SET TASK - Everything from the line containing "Can you locate the skin" through the last line of the records below should be printed exactly, please, and nothing else.
++++++++++++++++++++
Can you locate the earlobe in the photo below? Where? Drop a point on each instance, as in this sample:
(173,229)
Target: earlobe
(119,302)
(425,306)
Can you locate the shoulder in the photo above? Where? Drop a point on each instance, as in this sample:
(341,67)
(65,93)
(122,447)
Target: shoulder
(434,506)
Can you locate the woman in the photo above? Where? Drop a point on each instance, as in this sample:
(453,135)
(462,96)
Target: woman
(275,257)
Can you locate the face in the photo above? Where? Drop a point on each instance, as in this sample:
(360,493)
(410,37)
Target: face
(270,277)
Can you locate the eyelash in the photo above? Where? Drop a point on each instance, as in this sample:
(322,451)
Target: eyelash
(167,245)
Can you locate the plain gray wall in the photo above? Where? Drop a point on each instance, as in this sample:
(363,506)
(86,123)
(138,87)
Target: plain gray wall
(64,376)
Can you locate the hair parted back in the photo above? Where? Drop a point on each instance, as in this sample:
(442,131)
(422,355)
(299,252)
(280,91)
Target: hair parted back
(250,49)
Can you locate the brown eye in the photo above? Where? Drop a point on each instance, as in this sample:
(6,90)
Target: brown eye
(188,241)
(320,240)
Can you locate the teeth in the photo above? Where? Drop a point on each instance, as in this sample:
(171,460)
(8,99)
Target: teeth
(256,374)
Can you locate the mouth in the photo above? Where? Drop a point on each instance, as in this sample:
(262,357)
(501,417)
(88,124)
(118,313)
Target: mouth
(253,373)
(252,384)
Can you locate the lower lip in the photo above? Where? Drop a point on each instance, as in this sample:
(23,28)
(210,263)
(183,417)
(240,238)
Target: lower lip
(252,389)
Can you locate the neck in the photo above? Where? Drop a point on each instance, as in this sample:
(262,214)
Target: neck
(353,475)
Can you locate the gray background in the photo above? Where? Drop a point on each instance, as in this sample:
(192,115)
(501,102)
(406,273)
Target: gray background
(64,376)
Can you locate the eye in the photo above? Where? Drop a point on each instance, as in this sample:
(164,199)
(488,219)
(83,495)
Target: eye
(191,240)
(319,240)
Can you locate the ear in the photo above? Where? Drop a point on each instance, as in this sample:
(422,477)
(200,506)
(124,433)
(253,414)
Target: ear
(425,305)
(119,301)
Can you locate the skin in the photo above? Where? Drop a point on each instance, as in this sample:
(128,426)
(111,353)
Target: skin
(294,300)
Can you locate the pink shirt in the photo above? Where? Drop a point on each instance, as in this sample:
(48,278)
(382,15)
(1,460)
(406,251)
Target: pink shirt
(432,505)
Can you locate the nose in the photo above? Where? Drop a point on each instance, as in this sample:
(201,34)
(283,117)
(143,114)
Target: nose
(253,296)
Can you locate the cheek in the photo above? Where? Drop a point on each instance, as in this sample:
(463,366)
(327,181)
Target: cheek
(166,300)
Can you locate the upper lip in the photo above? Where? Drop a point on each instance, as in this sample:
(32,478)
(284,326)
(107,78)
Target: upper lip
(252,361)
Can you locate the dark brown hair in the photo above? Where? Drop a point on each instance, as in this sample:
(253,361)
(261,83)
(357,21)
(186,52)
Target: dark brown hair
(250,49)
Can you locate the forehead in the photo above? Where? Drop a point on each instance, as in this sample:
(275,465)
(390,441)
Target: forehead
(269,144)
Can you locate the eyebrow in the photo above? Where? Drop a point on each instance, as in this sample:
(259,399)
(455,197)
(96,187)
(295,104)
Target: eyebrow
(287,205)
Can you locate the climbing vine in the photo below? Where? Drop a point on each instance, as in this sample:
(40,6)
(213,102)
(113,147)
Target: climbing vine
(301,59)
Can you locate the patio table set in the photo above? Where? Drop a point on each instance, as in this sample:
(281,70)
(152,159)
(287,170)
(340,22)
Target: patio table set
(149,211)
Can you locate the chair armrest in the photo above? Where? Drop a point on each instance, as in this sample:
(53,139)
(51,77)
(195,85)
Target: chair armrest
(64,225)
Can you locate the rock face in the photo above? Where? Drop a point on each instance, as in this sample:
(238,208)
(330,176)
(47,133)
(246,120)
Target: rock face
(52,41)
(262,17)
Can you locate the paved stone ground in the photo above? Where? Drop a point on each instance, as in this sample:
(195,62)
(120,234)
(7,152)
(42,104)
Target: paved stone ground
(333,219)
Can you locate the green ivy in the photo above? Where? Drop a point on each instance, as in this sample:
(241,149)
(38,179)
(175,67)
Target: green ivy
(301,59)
++++++++++++++++++++
SOLUTION FOR THIS TASK -
Can you locate the skin in the photo above? Where? Drop a point on each instance, as in this sample:
(128,426)
(111,353)
Target: skin
(294,300)
Can you locate the pink shirt in the photo above? Where? Drop a point on each instance, as in this sample:
(48,278)
(382,15)
(1,460)
(406,251)
Target: pink shirt
(432,505)
Can you locate the nose in the photo above? Where? Drop a point on each instance, as in this sample:
(201,34)
(283,117)
(143,114)
Target: nose
(253,296)
Can you locate the cheek in the photo above? Where? Drop a point on each instance, as in this sample:
(463,366)
(327,181)
Target: cheek
(166,300)
Can you locate the upper lip in the photo above? Where? Drop a point on each instance, as in this sample:
(32,478)
(284,326)
(107,78)
Target: upper lip
(252,361)
Can you locate the dark brown hair in the photo above? Where? Drop a point on each instance, as in this sample:
(253,361)
(261,83)
(357,21)
(186,52)
Target: dark brown hair
(250,49)
Can you locate the forehead in the photo above? Where? Drop a point on each instance, as in this sample:
(275,465)
(390,441)
Target: forehead
(269,144)
Can you locate the eyebrow in the photo above? Where? Drop a point on each instance, as in this sample:
(259,399)
(455,197)
(96,187)
(295,104)
Target: eyebrow
(287,205)
Can you locate the climbing vine in the photo below? Where? Drop a point on each instance, as in this sample:
(40,6)
(213,102)
(113,147)
Target: climbing vine
(301,59)
Can you locate the patio table set in the photo above? Where? Drop a point on each instance, as in this sample:
(281,70)
(152,159)
(287,170)
(340,22)
Target: patio table set
(149,211)
Can you locate the chair armrest in the photo above? Where? Drop a point on each instance, as in this sample:
(53,139)
(51,77)
(195,85)
Target: chair armrest
(64,225)
Can you locate the rock face in the photo above? Where? Drop a point on each instance, as in this sample:
(238,208)
(330,176)
(47,133)
(246,120)
Target: rock face
(52,41)
(262,17)
Can you locate the paved stone ground in the photo above? Where? Drop a point on each instance, as in this sample:
(195,62)
(120,234)
(7,152)
(42,104)
Target: paved stone ground
(333,219)
Can you locate the green ivy in the photo above? Where? Drop a point on each instance, as in this sample:
(241,149)
(38,179)
(175,67)
Target: green ivy
(301,59)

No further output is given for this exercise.